What needs to be done:
Copy every line from the one containing "# give the mask of every instance of the dormer" through the last line of the records below, both included, and nothing else.
** Begin **
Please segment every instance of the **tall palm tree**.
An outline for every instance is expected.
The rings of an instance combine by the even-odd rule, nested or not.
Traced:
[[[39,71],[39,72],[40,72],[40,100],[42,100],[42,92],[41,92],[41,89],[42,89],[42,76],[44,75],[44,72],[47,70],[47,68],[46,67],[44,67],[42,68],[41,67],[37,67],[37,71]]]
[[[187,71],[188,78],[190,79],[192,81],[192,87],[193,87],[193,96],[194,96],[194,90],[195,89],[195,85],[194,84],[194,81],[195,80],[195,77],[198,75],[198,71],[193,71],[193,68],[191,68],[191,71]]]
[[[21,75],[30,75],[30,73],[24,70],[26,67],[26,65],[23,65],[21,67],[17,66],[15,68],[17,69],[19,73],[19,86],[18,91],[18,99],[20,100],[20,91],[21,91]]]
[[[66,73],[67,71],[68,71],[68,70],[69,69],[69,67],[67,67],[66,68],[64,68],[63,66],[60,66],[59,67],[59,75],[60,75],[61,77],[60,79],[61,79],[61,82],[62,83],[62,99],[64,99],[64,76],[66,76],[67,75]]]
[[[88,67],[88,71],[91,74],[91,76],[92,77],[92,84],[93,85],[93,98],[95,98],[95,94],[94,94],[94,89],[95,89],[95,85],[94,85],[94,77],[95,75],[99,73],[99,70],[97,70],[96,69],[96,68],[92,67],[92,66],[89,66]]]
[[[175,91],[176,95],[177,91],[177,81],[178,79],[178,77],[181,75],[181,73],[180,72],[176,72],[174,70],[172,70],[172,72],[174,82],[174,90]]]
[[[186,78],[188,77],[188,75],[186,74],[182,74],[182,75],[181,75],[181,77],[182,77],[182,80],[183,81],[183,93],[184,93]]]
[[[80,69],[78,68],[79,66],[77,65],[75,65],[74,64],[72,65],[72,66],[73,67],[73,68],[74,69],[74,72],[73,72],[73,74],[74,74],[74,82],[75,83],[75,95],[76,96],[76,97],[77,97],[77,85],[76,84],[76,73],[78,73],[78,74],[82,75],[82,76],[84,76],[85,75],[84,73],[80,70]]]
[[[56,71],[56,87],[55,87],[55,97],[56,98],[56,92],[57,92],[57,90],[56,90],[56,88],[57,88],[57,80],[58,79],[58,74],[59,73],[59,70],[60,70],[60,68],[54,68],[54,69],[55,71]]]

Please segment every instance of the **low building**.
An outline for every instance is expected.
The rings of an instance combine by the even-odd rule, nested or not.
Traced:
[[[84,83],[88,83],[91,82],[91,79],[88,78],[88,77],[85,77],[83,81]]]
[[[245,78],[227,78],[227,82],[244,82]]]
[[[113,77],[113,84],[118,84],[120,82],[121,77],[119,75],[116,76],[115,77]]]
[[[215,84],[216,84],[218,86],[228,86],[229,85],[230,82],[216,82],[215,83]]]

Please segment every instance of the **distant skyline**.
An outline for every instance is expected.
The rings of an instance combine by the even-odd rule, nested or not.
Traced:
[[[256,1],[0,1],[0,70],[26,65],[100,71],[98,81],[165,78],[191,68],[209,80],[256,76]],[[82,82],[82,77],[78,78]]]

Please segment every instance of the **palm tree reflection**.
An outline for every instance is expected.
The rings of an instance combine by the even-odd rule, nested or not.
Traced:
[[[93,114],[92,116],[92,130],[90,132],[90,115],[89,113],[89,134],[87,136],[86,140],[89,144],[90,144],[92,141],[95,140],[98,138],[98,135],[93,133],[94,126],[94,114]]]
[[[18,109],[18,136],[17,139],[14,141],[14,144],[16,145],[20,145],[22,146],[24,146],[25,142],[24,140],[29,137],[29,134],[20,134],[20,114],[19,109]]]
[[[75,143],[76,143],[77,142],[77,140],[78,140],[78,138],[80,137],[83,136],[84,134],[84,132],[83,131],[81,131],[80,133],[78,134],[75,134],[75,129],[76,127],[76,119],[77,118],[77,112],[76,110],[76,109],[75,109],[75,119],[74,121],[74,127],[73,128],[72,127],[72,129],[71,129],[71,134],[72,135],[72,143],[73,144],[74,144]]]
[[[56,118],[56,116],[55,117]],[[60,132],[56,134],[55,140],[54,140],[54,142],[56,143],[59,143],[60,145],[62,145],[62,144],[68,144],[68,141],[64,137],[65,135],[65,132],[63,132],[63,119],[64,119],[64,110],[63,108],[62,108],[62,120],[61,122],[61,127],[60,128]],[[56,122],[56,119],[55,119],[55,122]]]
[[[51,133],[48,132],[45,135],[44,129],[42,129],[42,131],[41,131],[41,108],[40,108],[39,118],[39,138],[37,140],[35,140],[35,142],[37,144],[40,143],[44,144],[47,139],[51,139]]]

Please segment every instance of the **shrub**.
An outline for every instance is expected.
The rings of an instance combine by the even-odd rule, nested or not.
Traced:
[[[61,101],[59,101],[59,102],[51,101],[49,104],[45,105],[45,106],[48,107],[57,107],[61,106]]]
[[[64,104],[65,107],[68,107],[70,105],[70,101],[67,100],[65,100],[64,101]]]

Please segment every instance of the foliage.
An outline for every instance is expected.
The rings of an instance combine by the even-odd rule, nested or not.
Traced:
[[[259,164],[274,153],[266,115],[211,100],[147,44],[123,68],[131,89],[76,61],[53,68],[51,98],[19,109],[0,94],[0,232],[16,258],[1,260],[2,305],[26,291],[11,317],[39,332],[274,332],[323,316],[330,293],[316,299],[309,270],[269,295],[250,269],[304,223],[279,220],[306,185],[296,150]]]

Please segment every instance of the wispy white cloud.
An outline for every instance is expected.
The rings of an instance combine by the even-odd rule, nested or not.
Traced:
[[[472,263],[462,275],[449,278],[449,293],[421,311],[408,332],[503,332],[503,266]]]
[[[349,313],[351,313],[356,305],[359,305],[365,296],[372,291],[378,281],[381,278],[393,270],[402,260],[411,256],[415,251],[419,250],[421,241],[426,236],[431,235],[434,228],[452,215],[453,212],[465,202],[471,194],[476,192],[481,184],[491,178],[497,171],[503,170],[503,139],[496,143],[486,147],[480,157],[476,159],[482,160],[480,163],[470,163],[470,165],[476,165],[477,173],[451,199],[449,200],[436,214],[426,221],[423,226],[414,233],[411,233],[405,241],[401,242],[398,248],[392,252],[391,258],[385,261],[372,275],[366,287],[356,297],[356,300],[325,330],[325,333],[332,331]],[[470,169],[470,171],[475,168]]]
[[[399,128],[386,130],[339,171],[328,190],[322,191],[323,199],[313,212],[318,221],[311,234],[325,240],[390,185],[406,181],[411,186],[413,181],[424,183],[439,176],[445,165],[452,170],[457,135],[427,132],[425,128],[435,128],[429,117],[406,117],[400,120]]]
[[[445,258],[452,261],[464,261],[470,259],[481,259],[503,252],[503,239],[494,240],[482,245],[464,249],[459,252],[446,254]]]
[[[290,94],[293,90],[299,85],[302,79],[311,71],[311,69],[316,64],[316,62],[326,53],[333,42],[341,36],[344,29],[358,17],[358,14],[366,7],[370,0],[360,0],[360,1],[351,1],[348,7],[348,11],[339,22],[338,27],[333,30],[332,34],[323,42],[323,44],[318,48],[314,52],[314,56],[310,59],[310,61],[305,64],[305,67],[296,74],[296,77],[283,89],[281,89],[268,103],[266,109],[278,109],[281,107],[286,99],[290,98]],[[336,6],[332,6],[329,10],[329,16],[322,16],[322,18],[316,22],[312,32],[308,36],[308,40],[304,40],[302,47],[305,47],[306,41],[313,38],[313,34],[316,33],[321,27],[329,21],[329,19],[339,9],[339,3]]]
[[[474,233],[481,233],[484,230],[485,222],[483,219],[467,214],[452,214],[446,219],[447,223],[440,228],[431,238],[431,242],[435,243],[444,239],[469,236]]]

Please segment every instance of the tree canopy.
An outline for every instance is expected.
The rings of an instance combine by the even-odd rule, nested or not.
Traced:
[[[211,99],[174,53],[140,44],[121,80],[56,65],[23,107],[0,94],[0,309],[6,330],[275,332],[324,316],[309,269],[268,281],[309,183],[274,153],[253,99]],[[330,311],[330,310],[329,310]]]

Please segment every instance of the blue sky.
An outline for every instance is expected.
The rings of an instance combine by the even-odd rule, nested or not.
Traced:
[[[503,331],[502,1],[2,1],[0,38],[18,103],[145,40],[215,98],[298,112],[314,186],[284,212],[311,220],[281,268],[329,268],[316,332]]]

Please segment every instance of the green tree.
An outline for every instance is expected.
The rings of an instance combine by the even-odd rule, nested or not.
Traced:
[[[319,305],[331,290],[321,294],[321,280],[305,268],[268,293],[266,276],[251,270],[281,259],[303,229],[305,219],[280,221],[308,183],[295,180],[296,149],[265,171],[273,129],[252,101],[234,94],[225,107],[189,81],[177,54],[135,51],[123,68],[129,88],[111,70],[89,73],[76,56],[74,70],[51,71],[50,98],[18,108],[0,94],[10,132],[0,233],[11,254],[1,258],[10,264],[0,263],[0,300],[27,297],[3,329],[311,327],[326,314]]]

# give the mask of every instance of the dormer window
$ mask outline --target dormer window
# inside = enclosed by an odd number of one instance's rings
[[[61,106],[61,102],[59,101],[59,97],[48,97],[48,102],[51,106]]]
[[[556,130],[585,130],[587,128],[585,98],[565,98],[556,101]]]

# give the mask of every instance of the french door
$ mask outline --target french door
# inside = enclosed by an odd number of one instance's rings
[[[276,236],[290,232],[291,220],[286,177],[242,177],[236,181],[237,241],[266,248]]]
** End **
Task solution:
# give the mask of every instance of the dormer window
$ mask outline --target dormer window
# inside = enclosed by an odd number of one instance's rings
[[[61,106],[61,102],[59,101],[59,97],[48,97],[48,102],[51,106]]]
[[[556,130],[585,130],[587,128],[585,98],[565,98],[556,101]]]

# give the mask of every instance of the french door
$ mask outline --target french door
# inside = enclosed by an odd number of one instance's rings
[[[276,236],[290,232],[291,220],[286,177],[242,177],[236,181],[237,241],[266,248]]]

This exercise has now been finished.